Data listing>

--- start ---

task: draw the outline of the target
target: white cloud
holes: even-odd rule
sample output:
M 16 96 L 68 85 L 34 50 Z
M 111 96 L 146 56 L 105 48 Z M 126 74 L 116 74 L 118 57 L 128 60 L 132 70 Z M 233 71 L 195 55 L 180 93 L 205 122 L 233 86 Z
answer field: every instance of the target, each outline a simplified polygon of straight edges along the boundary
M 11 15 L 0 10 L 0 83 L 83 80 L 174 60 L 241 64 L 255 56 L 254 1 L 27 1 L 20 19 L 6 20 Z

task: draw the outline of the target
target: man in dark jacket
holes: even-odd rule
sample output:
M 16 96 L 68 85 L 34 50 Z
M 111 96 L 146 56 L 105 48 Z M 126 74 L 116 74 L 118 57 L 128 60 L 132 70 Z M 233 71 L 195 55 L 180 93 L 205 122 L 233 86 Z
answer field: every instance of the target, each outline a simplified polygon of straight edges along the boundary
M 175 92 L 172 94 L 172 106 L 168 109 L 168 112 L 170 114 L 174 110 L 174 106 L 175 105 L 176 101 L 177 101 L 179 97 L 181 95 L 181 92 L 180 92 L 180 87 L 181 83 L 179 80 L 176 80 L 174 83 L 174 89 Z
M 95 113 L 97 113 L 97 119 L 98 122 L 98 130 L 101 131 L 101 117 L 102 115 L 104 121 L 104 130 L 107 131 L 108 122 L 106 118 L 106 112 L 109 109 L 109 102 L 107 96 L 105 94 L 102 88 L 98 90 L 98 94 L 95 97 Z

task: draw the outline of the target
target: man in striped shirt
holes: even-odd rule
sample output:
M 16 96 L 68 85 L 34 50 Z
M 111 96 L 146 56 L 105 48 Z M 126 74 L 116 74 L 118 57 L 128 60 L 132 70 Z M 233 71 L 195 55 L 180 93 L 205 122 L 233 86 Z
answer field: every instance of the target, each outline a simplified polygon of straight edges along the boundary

--- end ---

Work required>
Rewrite all of the records above, putting "nonzero winding rule" wherever "even-odd rule" appears and leaving every other part the same.

Exercise result>
task: draw the outline of the target
target: white cloud
holes: nonzero winding rule
sample output:
M 16 96 L 68 85 L 34 50 Z
M 111 96 L 146 56 L 105 48 Z M 126 74 L 116 74 L 118 57 L 128 60 L 132 70 Z M 233 71 L 195 55 L 180 93 L 205 122 L 233 86 Z
answer field: every instance of the target, each outline a simplified polygon of straight edges along the boundary
M 11 15 L 0 10 L 0 83 L 83 80 L 174 60 L 241 64 L 255 56 L 254 1 L 27 1 L 20 19 L 6 20 Z

task: draw the outline of the target
target: man in dark jacket
holes: nonzero winding rule
sample output:
M 16 96 L 68 85 L 34 50 Z
M 111 96 L 146 56 L 105 48 Z M 126 74 L 116 74 L 118 57 L 128 60 L 132 70 Z M 233 71 L 195 55 L 180 93 L 205 122 L 233 86 Z
answer field: every instance of the target, each outline a simplified polygon of straight edges along the boundary
M 175 92 L 172 94 L 172 106 L 168 109 L 168 112 L 170 114 L 174 110 L 174 106 L 175 105 L 176 101 L 177 101 L 179 97 L 181 95 L 181 92 L 180 92 L 180 87 L 181 83 L 179 80 L 176 80 L 174 83 L 174 89 Z
M 95 113 L 97 113 L 97 119 L 98 122 L 98 130 L 101 131 L 101 117 L 102 115 L 104 121 L 104 130 L 107 131 L 108 122 L 106 118 L 106 112 L 109 109 L 109 102 L 107 96 L 105 94 L 102 88 L 98 90 L 98 94 L 95 97 Z

task: draw the outline of the target
target: man in striped shirt
holes: nonzero winding rule
sample output:
M 16 96 L 68 85 L 34 50 Z
M 111 96 L 146 56 L 105 48 Z M 126 74 L 116 74 L 118 57 L 128 60 L 132 70 Z M 233 71 L 195 55 L 180 93 L 205 122 L 233 86 Z
answer field: every instance of the target, each outline a simplified polygon of straight edges along the boundary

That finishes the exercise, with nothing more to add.